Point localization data
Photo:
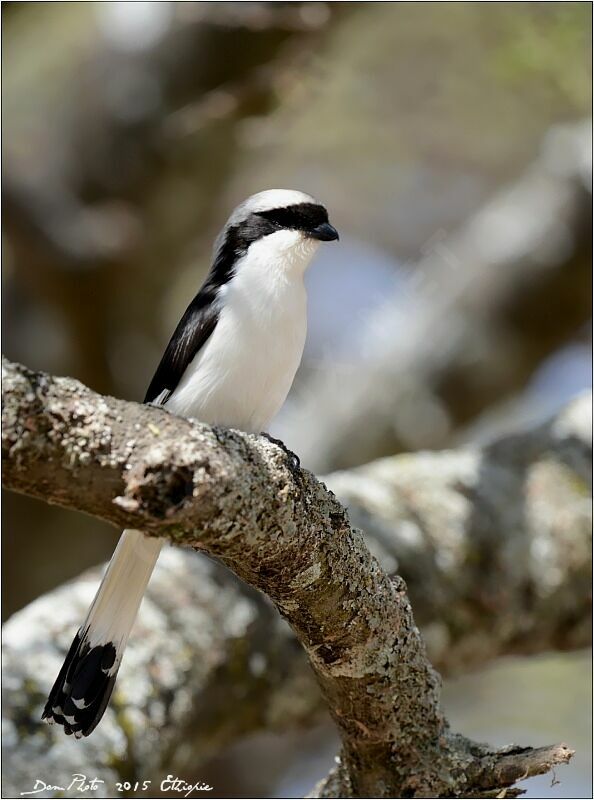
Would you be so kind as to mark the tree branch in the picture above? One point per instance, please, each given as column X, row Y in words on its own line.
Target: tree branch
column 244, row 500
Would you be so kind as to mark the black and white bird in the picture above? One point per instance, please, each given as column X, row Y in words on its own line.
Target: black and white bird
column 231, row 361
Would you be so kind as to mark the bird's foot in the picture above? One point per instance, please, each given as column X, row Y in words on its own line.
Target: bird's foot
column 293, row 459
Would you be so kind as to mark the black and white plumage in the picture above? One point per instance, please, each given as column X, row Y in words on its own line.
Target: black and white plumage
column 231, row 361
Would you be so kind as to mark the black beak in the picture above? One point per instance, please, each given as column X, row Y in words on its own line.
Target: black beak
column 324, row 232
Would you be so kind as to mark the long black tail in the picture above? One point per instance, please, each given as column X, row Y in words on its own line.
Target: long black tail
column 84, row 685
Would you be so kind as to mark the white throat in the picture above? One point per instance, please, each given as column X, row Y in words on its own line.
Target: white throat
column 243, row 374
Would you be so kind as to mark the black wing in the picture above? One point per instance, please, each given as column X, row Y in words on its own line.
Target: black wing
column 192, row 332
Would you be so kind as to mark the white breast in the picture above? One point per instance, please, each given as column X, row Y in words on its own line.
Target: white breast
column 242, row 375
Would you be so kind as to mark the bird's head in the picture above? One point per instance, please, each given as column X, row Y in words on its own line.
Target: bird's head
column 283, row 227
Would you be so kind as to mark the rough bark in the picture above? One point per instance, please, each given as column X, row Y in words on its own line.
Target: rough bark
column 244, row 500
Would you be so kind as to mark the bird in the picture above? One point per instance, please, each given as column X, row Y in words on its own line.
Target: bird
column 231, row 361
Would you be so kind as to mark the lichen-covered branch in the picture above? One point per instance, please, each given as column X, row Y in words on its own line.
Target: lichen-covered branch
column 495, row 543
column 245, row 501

### Assigned task
The pictures in the data should be omitted, and every remaining line set down exactly.

### Result
Photo:
Would you be so kind as to mark the tree branch in the picture above? One point per instance, please, each given as column X, row Y in words on its own line.
Target: tree branch
column 244, row 500
Would you be so kind as to mark the black and white bird in the picture above? One point per instance, please, each given as column X, row Y in words on its own line.
Target: black and white bird
column 231, row 361
Would you be so kind as to mark the bird's foot in the picture above? One point per instance, please, each given as column X, row Y in words on its own line.
Target: bird's foot
column 293, row 459
Would you be so kind as to mark the black and white plumage in the picture above? One point per instance, please, each given as column X, row Y in words on its own line.
Target: black and white plumage
column 231, row 361
Would you be so kind as to mark the black beak in the picture above? One point per instance, please, each given as column X, row Y in words on its own line.
Target: black beak
column 324, row 232
Would you be so kind as to mark the long black tail in the picture above? One point per instance, please, each given as column X, row Y in words on its own line.
Target: long black tail
column 84, row 685
Would you be so kind as to mark the white throat in the picture above? One point per instance, please, each given as column X, row Y in words on its own line.
Target: white throat
column 243, row 374
Would you be so kind as to mark the black wing in the picture above? One point per instance, please, each given as column X, row Y in words on its own line.
Target: black wing
column 192, row 332
Would you be so kind as to mark the white breast in the picture above? One point per instance, please, each given as column X, row Y in words on its own line.
Target: white breast
column 242, row 375
Would you be so kind as to mark the bird's head in the picture above? One point per instance, please, each given as column X, row Y in words on its own line.
Target: bird's head
column 283, row 227
Would you be so kind as to mark the rough bark in the picture above? One point per instance, please, each given as column X, row Y in words on its own line.
Target: rough bark
column 244, row 500
Would you be so kind as to mark the bird in the picture above? One point per instance, please, each given as column X, row Y in words on its own line.
Target: bird
column 231, row 361
Would you be so kind as to mark the lichen-covered branch in the picture above? One point per instance, please, each given as column X, row Y in words on its own line.
Target: lichen-covered branch
column 495, row 543
column 245, row 501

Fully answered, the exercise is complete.